Task instructions ▸ From the forum thread on surround speakers, extract everything from "Fwiw, I'm a" down to "them, maybe bipoles.", copied word for word.

Text segment ▸
==================================================

I've never heard a bipole/dipole before which is why I'm curious but also hesitant. I'm not sure what the diffuse sound field they are supposed to produce is like. Mounting options is a deterrent with all of the models I've seen so far. What I need now is something that I can place on stands, I plan to re use the SS-SAT I already have.


----------



## willis7469

How bout something like these? Vogels vlb-200. (Yeah,I use them) Sonnie posted some I'll try to find the pics. I think they'll be better up higher(5-6')
Fwiw, I'm a fan of direct radiators/monopoles. IMO, they're much better for music. I also prefer their accuracy for movies. If not them, maybe bipoles.


----------



## willis7469

I just voted pioneer btw. Lol


----------



## RTS100x5

*Re: Surround speakers*

With the pre assembled "knock down cabinets from PE , for my hard earned money is always going to go with DIY and get some bang for the buck speaker parts ...They might not win the beauty pageant but they ARE going to have an excellent sound quality and provide me with a rewarding DIY experience...

So +1 for DIY anyways....


----------



## fusseli

*Re: Surround speakers*

Leaning back toward the bipoles now, the Fluance XLBP. The reason is now that I think back, it was a gripe of concern with my old surrounds being point-sources. The person on the end of my couch has the surround in their ear, while the other locations don't. The bipoles would solve that since the side surrounds should be above listening height, and the inherent angling of the drivers would mean nobody gets a driver in the ear.


----------



## RTS100x5

*Re: Surround speakers*

That price is almost too good to be true :scratch:


----------



## fusseli

*Re: Surround speakers*

The Def Tech SR-8040BP and Polk Audio FXi A4 look nice too, but they are a little too spendy for me.

I also see that the Fluance SX setup is a best budget buy on c|net for 2014, that is a good sign for the brand quality.


----------



## fusseli

Interesting, the Klipsch Synergy S-10 are about the same price a pair as the XLBP at $200. They use a single 4" woofer and plastic enclosure whereas the XLBP have MDF and two woofers. The Klipsch use aluminum tweets which would in theory be a better match in timbre for my mains that are also aluminum.


----------



## GranteedEV

fusseli said:


> I'm looking at buying a couple pairs of bookshelves to go to 7.1 and retire my old surrounds. I'd like to keep it to the $100/pair range and I'd like to get something that will sound good enough to stay in my system a long time. I would do usually prefer DIY but I don't want to take the time for making 4+ speakers, and surrounds don't really get that much activity. They will go on speaker stands, not the wall.


How about the JBL LSR305:

http://www.sweetwater.com/store/detail/LSR305

Aside from the customer reviews at sweetwater, here's one with some measurements:

http://noaudiophile.com/JBL_LSR305/

Plus they're powered, so the power supply on your receiver isn't "spread out" to power surrounds.


----------



## fusseli

GranteedEV said:


> How about the JBL LSR305:
> 
> http://www.sweetwater.com/store/detail/LSR305
> 
> Aside from the customer reviews at sweetwater, here's one with some measurements:
> 
> http://noaudiophile.com/JBL_LSR305/
> 
> Plus they're powered, so the power supply on your receiver isn't "spread out" to power surrounds.

==================================================

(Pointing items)

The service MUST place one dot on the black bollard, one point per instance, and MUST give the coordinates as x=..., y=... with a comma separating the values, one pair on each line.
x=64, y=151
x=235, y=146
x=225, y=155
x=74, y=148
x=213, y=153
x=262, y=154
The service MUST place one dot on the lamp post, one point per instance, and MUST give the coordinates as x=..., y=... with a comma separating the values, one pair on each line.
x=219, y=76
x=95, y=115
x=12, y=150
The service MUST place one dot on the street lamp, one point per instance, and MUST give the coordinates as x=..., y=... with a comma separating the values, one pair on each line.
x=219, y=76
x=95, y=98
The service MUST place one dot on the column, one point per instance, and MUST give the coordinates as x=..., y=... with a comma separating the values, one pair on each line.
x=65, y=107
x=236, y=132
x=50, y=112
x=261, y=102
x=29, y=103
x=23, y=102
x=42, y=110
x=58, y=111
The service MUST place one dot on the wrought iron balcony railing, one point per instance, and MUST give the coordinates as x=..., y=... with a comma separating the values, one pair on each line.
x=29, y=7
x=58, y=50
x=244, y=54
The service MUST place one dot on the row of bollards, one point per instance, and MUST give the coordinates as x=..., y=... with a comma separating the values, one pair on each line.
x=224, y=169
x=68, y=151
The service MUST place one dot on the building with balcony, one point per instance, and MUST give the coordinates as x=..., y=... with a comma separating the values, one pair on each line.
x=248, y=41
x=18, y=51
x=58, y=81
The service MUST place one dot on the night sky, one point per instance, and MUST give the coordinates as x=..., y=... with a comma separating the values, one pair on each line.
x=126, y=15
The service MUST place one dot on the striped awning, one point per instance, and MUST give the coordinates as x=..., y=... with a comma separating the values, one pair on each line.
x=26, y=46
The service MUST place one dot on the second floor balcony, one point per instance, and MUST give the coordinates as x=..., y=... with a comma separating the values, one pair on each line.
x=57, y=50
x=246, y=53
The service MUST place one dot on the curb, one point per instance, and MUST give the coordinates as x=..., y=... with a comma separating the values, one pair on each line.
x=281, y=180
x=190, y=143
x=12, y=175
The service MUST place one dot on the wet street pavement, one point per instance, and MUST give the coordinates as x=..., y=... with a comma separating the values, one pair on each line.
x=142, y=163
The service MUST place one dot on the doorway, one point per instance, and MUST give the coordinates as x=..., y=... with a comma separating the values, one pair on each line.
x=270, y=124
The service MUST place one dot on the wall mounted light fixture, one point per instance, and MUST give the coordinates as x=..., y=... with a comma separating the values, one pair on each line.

==================================================

Problem solution ▸
Fwiw, I'm a fan of direct radiators/monopoles. IMO, they're much better for music. I also prefer their accuracy for movies. If not them, maybe bipoles.